> _EXERCISE INSTRUCTIONS_
Extract every record, keeping each one exactly as it is.

[Dataset records]
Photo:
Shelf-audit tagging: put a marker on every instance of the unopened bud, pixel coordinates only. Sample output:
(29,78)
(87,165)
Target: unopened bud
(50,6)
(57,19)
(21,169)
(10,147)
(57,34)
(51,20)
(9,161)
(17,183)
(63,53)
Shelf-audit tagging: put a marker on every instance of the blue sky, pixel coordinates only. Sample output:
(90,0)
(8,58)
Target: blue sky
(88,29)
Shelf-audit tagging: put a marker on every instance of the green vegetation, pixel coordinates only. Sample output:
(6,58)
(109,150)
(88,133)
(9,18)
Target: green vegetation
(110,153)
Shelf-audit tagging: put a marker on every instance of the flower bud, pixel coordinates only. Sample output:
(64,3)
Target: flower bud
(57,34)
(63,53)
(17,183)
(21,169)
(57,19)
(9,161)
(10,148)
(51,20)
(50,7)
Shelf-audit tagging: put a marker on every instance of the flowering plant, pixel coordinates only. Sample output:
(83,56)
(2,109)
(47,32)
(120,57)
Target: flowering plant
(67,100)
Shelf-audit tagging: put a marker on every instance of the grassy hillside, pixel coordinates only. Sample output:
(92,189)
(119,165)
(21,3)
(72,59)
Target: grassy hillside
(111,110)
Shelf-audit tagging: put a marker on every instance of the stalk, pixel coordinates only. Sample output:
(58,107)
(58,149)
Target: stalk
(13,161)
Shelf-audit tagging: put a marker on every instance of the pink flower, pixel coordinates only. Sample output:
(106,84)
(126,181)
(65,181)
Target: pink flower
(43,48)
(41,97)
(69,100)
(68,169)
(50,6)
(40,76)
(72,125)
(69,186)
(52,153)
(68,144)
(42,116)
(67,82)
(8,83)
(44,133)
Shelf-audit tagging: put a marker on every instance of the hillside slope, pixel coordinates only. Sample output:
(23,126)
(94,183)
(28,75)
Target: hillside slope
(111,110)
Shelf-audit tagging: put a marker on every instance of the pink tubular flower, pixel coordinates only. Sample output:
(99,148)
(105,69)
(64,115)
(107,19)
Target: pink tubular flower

> _ANSWER IN FULL_
Photo:
Shelf-audit tagging: put a marker on every instance of the unopened bud, pixel coordinates only. Sample output:
(29,78)
(87,165)
Target: unopened bud
(50,6)
(57,19)
(21,169)
(10,147)
(57,34)
(51,20)
(9,161)
(17,183)
(63,53)
Shelf-audit tagging: put a marker on every instance of the blue sky, pixel coordinates only. Sample output:
(90,0)
(8,58)
Target: blue sky
(88,29)
Shelf-audit tagging: put a marker on every instance of the green vegetation, pixel coordinates only. Sample output:
(6,58)
(109,150)
(88,133)
(9,18)
Target: green vegetation
(110,153)
Shelf-audit tagging: put a marker on every instance of the flower bud, pixel coordinates only. Sample output:
(64,3)
Target: flower bud
(57,34)
(63,53)
(17,183)
(21,169)
(57,19)
(9,161)
(10,148)
(51,20)
(50,7)
Shelf-audit tagging: put a marker on every instance of the flowering plant, pixel coordinates only. Sample output:
(83,56)
(2,109)
(47,32)
(120,57)
Target: flowering plant
(67,100)
Shelf-audit tagging: put a marker on every instance of the grassy hillside, pixel coordinates only. Sample output:
(92,189)
(119,165)
(21,3)
(72,59)
Target: grassy hillside
(111,110)
Shelf-audit tagging: put a marker on every instance of the stalk, pixel coordinates only. Sample output:
(58,107)
(58,149)
Target: stalk
(13,161)
Shelf-audit tagging: put a marker on every instance of the pink flower, pixel coordinates only. Sample output:
(106,84)
(126,181)
(65,181)
Target: pink flower
(43,48)
(41,97)
(69,100)
(68,169)
(50,6)
(40,76)
(72,125)
(69,186)
(52,153)
(68,144)
(42,116)
(67,82)
(8,83)
(44,133)
Shelf-audit tagging: put a marker on every instance of the hillside slope, pixel coordinates only. Sample output:
(23,126)
(94,183)
(28,75)
Target: hillside slope
(111,110)
Shelf-audit tagging: put a marker on every instance of the pink tubular flower, pixel coordinates only. Sample output:
(99,148)
(105,69)
(64,115)
(107,19)
Target: pink tubular flower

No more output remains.